[PROBLEM DESCRIPTION]: The required output is the complete listing, copied word for word.

[DATA LISTING]:

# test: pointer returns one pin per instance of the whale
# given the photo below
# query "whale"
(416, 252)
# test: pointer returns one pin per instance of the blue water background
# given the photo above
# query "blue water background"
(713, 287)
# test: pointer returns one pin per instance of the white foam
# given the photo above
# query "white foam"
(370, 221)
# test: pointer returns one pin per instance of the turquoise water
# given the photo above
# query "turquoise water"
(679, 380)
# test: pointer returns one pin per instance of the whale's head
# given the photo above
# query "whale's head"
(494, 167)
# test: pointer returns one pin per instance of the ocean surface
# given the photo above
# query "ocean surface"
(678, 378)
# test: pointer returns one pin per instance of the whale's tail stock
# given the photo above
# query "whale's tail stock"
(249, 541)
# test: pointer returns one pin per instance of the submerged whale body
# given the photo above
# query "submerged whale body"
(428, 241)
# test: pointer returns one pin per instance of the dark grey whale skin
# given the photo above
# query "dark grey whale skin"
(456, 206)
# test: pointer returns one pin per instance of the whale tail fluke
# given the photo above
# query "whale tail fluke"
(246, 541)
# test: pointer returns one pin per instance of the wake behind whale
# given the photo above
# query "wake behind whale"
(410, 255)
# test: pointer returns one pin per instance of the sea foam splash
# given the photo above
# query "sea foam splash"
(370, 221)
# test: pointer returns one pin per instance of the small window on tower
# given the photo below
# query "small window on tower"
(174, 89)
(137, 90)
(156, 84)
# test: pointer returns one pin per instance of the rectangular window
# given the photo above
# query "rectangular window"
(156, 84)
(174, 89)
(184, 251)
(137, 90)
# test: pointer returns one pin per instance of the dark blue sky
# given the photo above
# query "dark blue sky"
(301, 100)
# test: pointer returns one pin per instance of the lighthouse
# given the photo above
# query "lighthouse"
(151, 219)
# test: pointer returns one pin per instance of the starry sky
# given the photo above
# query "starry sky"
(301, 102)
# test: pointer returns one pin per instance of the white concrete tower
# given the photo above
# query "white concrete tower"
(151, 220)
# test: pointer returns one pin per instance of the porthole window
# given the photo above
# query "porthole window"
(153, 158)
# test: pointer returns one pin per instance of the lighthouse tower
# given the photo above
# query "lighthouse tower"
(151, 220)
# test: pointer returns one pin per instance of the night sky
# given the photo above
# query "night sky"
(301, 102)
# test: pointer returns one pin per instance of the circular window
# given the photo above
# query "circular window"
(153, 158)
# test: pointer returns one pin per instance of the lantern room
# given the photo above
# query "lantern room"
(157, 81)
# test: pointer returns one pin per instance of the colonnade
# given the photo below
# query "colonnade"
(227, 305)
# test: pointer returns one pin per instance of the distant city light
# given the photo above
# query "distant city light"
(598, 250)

[ANSWER FOR THIS EXERCISE]:
# test: pointer returns one pin per instance of the whale
# given the photo below
# query "whale"
(416, 252)
# test: pointer returns one pin per instance of the blue water background
# given the photo above
# query "blue water background"
(713, 287)
# test: pointer returns one pin per instance of the white foam
# given the photo above
# query "white foam"
(370, 221)
# test: pointer returns one pin per instance of the turquoise water
# given the photo above
# query "turquoise water"
(679, 380)
# test: pointer returns one pin per instance of the whale's head
# given the photo above
# query "whale's head"
(494, 167)
# test: pointer returns one pin per instance of the ocean surface
# given the photo above
# query "ocean surface"
(678, 378)
# test: pointer returns one pin per instance of the whale's tail stock
# given the photo above
# query "whale's tail stock"
(249, 541)
# test: pointer returns one pin per instance of the submerged whale body
# given the photo above
# query "submerged whale body"
(428, 241)
# test: pointer returns one pin per instance of the dark grey whale skin
# given the photo above
# query "dark grey whale skin"
(456, 206)
# test: pointer returns one pin per instance of the whale tail fluke
# given the photo above
# query "whale tail fluke"
(246, 541)
# test: pointer returns one pin per instance of the wake behind whale
# given the photo above
# query "wake behind whale"
(410, 255)
# test: pointer returns one pin per instance of the sea foam splash
# given the photo above
# query "sea foam splash"
(370, 221)
# test: pointer returns one pin per instance of the small window on tower
# given the photo below
# query "small window on tower"
(174, 89)
(137, 90)
(156, 84)
# test: pointer returns one pin per instance of the rectangular window
# given the photo above
# query "rectangular window"
(156, 84)
(174, 89)
(184, 251)
(137, 90)
# test: pointer returns one pin per instance of the dark blue sky
# given the photo above
# query "dark blue sky"
(301, 100)
# test: pointer returns one pin per instance of the lighthouse
# given the photo above
# query "lighthouse"
(151, 219)
# test: pointer returns one pin per instance of the starry sky
# given the photo above
# query "starry sky"
(301, 102)
# test: pointer returns one pin per instance of the white concrete tower
# given the photo above
# query "white concrete tower"
(151, 220)
# test: pointer returns one pin per instance of the porthole window
# given the photo above
# query "porthole window"
(153, 158)
# test: pointer returns one pin per instance of the lighthouse tower
# given the photo above
# query "lighthouse tower"
(151, 220)
# test: pointer returns one pin per instance of the night sky
# given the photo above
# query "night sky"
(301, 102)
# test: pointer returns one pin per instance of the circular window
# given the photo above
# query "circular window"
(153, 158)
# test: pointer returns one pin per instance of the lantern room
# given the photo above
# query "lantern room"
(157, 81)
# test: pointer returns one pin per instance of the colonnade
# given the photo below
# query "colonnade"
(227, 305)
# test: pointer returns one pin per instance of the distant city light
# given the photo above
# query "distant city light"
(598, 250)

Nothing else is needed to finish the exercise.